__Exercise__: Collect every line in the items below that contains the string "fill".

◇ ◇ ◇

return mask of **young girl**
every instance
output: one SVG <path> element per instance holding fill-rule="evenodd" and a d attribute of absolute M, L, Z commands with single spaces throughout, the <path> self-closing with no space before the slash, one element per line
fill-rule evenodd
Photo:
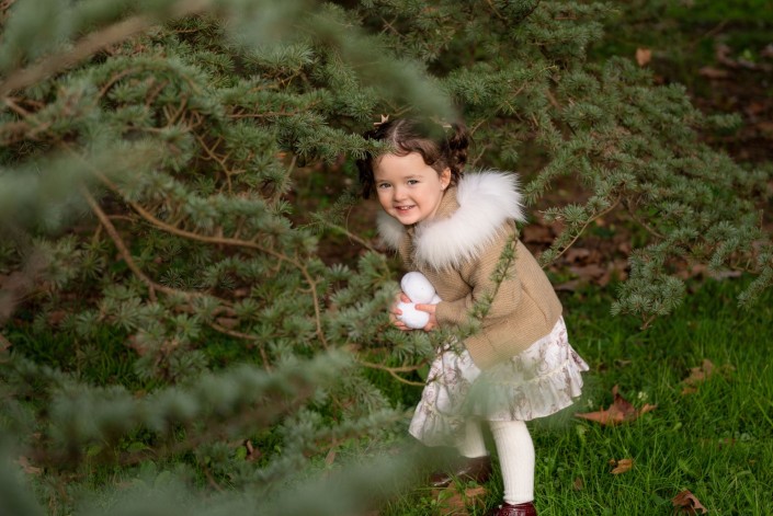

◇ ◇ ◇

__Response for this exercise__:
output: one SVG <path> element per instance holding fill-rule="evenodd" and a d attribute of absolute M, L, Z commands with single spaces throughout, the <path> self-closing with no space before the slash, one element per line
fill-rule evenodd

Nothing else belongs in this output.